# EXCERPT PROVIDED
****************************************
Native Apps: The “Why” of Versioning and Upgrade

Snowflake Native Apps are self-contained applications that run entirely within the Snowflake data platform. Applications are discovered on the Snowflake marketplace and installed directly within customer accounts, and provide extensive safeguards that provide customers with complete control of what the application can access within their environment as well as protections for the developer, ensuring that their intellectual property (the implementation of the application and sensitive data) is shielded from the customer.

The definition of the application (the “version”) resides and is maintained in the Developer’s account and, as new versions are created and tested, they are explicitly released by the developer at which time they automatically begin rolling out — progressively upgrading applications in customers accounts in the background, even while the application is in use.

Native Apps takes a highly opinionated approach to this process of versioning and upgrades. The public docs do a fine job of explaining the “how” this process works but, to many, it feels overly complex yet, at the same time, way too restrictive. I think this is because the “why” of the approach isn’t evident.

Why do upgrades work the way they do? Let’s talk about that.

How It Works

A quick primer. Native apps allows at most two major version of an application to exist:

  • Each version may have many patches
  • At any given time, different accounts can be on different versions or patches (using release directives), or may be in the process of upgrading

BUT, if you want to add a third version, then you must first upgrade everyone off of the oldest version:

THEN, drop the first version:

And finally you can start adding your third version, and migrating accounts:

And, there are a few important details in there about this process:

  • Even though an account is upgraded to a new version, code can still be running that was started on the previous version
  • You cannot DROP a version until everyone is upgraded and no more code is running on that version
  • If even one single account fails to upgrade, you have to fix it to get it off before you can drop the version.

See, it seems both overly simple and overly complex!
****************************************
# MATERIAL PROVIDED
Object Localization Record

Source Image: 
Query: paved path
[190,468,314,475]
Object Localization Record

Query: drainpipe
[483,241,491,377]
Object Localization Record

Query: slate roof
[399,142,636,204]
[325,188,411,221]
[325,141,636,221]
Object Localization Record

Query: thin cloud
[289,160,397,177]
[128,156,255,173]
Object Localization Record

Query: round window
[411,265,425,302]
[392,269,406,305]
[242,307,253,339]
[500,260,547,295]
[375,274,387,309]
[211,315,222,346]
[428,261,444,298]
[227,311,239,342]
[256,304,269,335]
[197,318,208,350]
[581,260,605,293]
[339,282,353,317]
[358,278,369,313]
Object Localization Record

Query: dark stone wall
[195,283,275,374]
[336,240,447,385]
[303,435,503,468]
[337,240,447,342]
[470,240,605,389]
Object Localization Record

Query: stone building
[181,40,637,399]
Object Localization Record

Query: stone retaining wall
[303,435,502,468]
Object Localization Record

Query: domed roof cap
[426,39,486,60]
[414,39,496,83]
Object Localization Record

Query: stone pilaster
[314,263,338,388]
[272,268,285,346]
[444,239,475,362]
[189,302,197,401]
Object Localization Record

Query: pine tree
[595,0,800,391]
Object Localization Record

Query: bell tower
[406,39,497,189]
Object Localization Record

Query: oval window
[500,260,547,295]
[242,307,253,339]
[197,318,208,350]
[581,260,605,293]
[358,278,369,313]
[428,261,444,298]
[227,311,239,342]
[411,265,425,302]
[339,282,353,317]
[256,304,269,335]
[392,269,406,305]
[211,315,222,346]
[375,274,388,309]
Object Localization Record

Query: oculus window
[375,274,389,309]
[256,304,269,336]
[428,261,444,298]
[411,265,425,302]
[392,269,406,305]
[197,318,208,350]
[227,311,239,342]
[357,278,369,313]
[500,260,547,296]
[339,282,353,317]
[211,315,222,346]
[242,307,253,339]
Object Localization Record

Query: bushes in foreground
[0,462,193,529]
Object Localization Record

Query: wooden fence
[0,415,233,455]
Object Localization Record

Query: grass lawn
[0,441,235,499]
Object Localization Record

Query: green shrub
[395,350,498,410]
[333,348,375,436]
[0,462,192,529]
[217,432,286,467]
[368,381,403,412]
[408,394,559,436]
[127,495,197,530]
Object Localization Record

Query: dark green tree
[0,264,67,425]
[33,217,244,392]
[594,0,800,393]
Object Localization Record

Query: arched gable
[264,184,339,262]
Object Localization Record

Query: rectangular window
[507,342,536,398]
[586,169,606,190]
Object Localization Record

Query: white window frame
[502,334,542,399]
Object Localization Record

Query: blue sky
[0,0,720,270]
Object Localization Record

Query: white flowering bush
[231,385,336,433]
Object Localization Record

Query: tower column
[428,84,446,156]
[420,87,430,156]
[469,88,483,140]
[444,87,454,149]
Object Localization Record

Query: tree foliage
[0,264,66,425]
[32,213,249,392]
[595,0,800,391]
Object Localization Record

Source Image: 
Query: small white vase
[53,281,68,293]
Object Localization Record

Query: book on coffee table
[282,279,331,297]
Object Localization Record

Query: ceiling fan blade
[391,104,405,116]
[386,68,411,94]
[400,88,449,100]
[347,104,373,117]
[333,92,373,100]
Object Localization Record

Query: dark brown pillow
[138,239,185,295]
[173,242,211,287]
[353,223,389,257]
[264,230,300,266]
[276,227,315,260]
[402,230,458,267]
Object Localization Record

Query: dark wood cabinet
****************************************
# WORK TO COMPLETE
1. Please rewrite the Native Apps article from "Snowflake Native Apps" to "application is in use.", swapping every "customers" for "clients".
2. According to the Native Apps article, how many major versions of an application can exist at one time?
3. Summarize the Native Apps article in two sentences.
You can leave the entries aside.

# RESULTS OF THE EXERCISE
1.
Snowflake Native Apps are self-contained applications that run entirely within the Snowflake data platform. Applications are discovered on the Snowflake marketplace and installed directly within customer accounts, and provide extensive safeguards that provide clients with complete control of what the application can access within their environment as well as protections for the developer, ensuring that their intellectual property (the implementation of the application and sensitive data) is shielded from the customer.

The definition of the application (the “version”) resides and is maintained in the Developer’s account and, as new versions are created and tested, they are explicitly released by the developer at which time they automatically begin rolling out — progressively upgrading applications in clients accounts in the background, even while the application is in use.

2. At most two.

3. Snowflake Native Apps run entirely within the Snowflake data platform and are installed in customer accounts from the marketplace, and new versions that the developer releases roll out automatically as background upgrades. Because at most two major versions can exist, a third can be added only after every account is upgraded off the oldest version and that version is dropped, which the author says makes the process seem both overly simple and overly complex.